Task objective →
Pull out every line below that contains the string "shorts", matching case exactly.

Supplied entries →
▬▬▬▬▬▬▬▬▬▬
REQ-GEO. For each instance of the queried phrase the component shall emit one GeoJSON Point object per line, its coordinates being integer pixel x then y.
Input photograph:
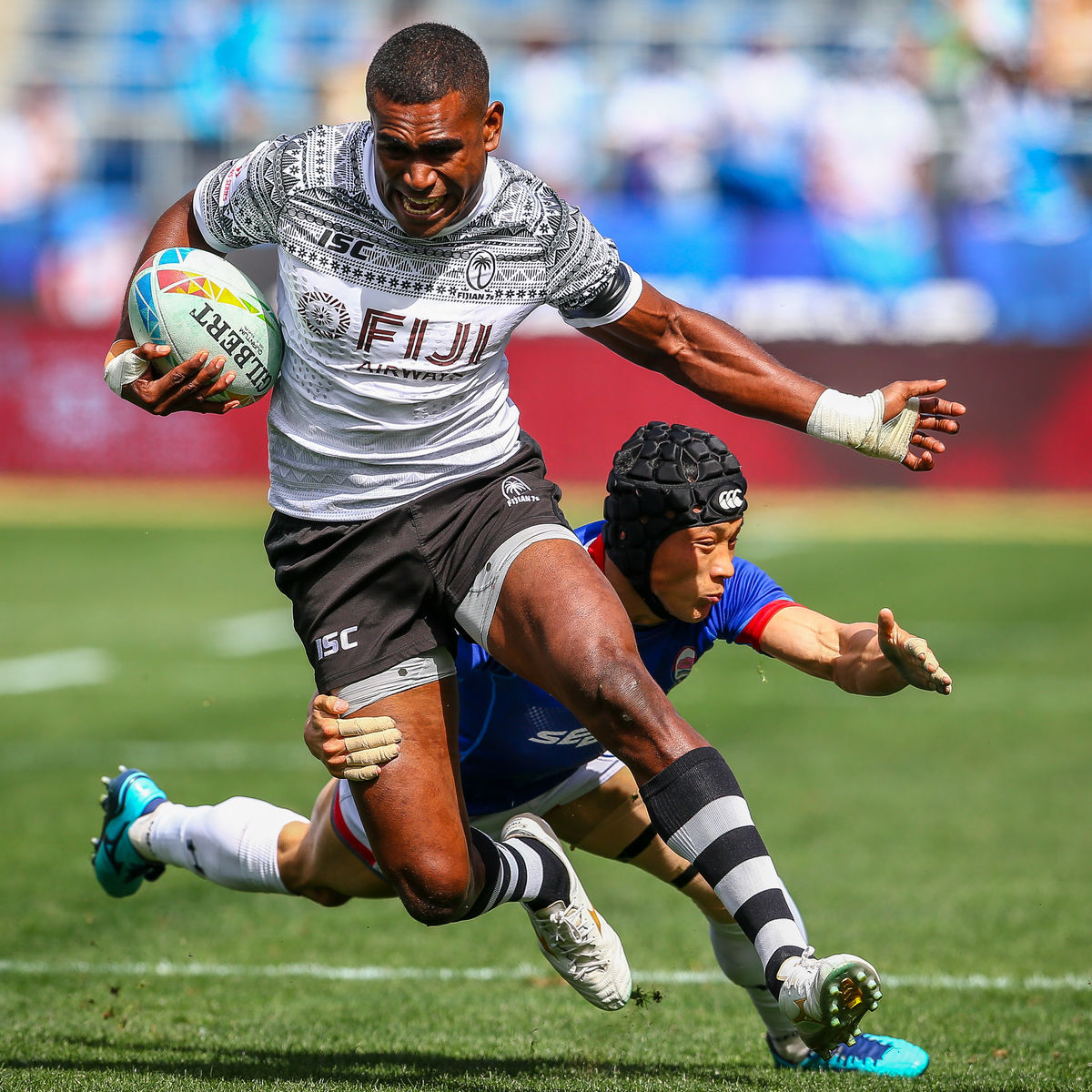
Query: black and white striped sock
{"type": "Point", "coordinates": [518, 869]}
{"type": "Point", "coordinates": [700, 813]}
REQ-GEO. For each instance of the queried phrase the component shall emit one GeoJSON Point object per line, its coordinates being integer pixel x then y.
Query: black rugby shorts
{"type": "Point", "coordinates": [367, 595]}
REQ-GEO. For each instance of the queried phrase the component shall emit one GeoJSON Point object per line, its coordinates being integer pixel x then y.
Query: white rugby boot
{"type": "Point", "coordinates": [577, 940]}
{"type": "Point", "coordinates": [827, 998]}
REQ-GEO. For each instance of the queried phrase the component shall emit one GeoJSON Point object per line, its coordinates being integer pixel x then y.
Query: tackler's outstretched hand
{"type": "Point", "coordinates": [355, 748]}
{"type": "Point", "coordinates": [934, 415]}
{"type": "Point", "coordinates": [911, 656]}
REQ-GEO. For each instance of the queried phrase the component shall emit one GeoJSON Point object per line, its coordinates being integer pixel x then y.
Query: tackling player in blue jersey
{"type": "Point", "coordinates": [676, 572]}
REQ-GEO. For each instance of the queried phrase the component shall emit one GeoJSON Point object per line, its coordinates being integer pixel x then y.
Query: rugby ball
{"type": "Point", "coordinates": [192, 300]}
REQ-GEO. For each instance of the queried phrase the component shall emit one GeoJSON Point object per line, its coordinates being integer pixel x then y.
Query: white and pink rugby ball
{"type": "Point", "coordinates": [192, 300]}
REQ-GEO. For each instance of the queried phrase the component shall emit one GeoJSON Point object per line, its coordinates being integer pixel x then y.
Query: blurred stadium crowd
{"type": "Point", "coordinates": [825, 169]}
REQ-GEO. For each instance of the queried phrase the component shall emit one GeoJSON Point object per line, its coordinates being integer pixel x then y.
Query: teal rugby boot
{"type": "Point", "coordinates": [119, 868]}
{"type": "Point", "coordinates": [871, 1054]}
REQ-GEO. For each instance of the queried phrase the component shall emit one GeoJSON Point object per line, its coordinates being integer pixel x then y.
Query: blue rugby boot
{"type": "Point", "coordinates": [871, 1054]}
{"type": "Point", "coordinates": [119, 868]}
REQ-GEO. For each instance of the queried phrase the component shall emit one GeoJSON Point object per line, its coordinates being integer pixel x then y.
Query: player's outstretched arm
{"type": "Point", "coordinates": [724, 366]}
{"type": "Point", "coordinates": [355, 749]}
{"type": "Point", "coordinates": [128, 365]}
{"type": "Point", "coordinates": [860, 658]}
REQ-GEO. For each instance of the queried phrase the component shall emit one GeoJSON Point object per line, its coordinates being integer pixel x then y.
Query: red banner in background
{"type": "Point", "coordinates": [1029, 420]}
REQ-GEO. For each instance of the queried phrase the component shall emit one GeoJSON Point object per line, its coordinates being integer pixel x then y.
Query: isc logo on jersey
{"type": "Point", "coordinates": [517, 491]}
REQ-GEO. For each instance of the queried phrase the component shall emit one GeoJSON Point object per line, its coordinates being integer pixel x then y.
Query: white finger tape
{"type": "Point", "coordinates": [123, 369]}
{"type": "Point", "coordinates": [367, 726]}
{"type": "Point", "coordinates": [857, 421]}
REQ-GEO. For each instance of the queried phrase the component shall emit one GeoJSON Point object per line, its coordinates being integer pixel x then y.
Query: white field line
{"type": "Point", "coordinates": [255, 633]}
{"type": "Point", "coordinates": [317, 971]}
{"type": "Point", "coordinates": [55, 671]}
{"type": "Point", "coordinates": [103, 756]}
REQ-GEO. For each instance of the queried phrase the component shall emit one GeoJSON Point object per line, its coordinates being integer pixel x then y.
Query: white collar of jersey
{"type": "Point", "coordinates": [490, 186]}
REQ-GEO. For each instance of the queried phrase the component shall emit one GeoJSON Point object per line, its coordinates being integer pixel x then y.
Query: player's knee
{"type": "Point", "coordinates": [435, 894]}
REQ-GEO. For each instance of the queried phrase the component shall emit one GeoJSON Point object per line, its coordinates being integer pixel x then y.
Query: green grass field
{"type": "Point", "coordinates": [947, 840]}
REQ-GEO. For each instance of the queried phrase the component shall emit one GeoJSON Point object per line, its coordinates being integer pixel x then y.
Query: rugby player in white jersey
{"type": "Point", "coordinates": [685, 588]}
{"type": "Point", "coordinates": [409, 506]}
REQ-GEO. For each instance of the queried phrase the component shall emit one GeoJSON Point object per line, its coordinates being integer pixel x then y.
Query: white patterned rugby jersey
{"type": "Point", "coordinates": [394, 380]}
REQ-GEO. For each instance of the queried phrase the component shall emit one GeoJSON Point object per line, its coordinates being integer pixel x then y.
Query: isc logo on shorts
{"type": "Point", "coordinates": [683, 663]}
{"type": "Point", "coordinates": [336, 642]}
{"type": "Point", "coordinates": [517, 491]}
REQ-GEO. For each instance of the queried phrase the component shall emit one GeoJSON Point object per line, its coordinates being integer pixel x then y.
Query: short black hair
{"type": "Point", "coordinates": [425, 63]}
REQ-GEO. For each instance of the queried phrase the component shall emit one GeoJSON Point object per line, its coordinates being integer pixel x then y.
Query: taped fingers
{"type": "Point", "coordinates": [369, 742]}
{"type": "Point", "coordinates": [369, 726]}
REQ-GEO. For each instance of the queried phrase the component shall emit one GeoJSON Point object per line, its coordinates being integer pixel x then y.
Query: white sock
{"type": "Point", "coordinates": [233, 844]}
{"type": "Point", "coordinates": [741, 964]}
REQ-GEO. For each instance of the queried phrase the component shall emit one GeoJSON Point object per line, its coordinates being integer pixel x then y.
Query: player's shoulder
{"type": "Point", "coordinates": [589, 532]}
{"type": "Point", "coordinates": [524, 203]}
{"type": "Point", "coordinates": [323, 157]}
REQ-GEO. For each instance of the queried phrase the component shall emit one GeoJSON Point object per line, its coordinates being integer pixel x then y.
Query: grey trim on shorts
{"type": "Point", "coordinates": [475, 612]}
{"type": "Point", "coordinates": [429, 667]}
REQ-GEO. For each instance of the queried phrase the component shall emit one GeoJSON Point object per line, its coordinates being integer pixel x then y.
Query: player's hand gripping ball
{"type": "Point", "coordinates": [192, 300]}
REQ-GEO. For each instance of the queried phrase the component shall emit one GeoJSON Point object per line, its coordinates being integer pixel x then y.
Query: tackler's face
{"type": "Point", "coordinates": [430, 158]}
{"type": "Point", "coordinates": [691, 567]}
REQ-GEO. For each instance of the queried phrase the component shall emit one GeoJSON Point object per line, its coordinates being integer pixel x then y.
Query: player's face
{"type": "Point", "coordinates": [691, 566]}
{"type": "Point", "coordinates": [430, 158]}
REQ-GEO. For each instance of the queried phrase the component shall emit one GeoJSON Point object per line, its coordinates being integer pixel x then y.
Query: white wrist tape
{"type": "Point", "coordinates": [124, 369]}
{"type": "Point", "coordinates": [857, 421]}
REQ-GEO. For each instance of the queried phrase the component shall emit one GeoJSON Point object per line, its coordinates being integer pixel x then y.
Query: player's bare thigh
{"type": "Point", "coordinates": [414, 814]}
{"type": "Point", "coordinates": [612, 822]}
{"type": "Point", "coordinates": [560, 623]}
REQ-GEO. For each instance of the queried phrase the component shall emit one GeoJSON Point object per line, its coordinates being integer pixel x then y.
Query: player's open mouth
{"type": "Point", "coordinates": [420, 207]}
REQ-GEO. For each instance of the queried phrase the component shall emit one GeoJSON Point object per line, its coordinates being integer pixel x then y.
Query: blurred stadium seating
{"type": "Point", "coordinates": [819, 173]}
{"type": "Point", "coordinates": [808, 143]}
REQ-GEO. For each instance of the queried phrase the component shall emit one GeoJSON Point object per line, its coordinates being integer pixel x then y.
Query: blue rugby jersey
{"type": "Point", "coordinates": [517, 742]}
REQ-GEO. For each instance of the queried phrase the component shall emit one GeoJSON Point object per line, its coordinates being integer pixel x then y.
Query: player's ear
{"type": "Point", "coordinates": [491, 125]}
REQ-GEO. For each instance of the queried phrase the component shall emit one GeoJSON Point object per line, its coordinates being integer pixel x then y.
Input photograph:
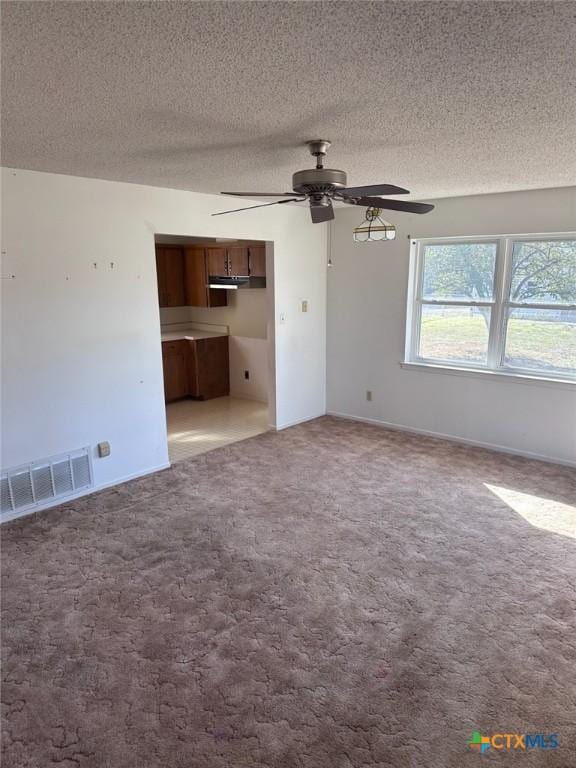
▬▬▬▬▬▬▬▬▬▬
Answer →
Query: black rugby shorts
Query: isc logo on shorts
Query: grey trim on shorts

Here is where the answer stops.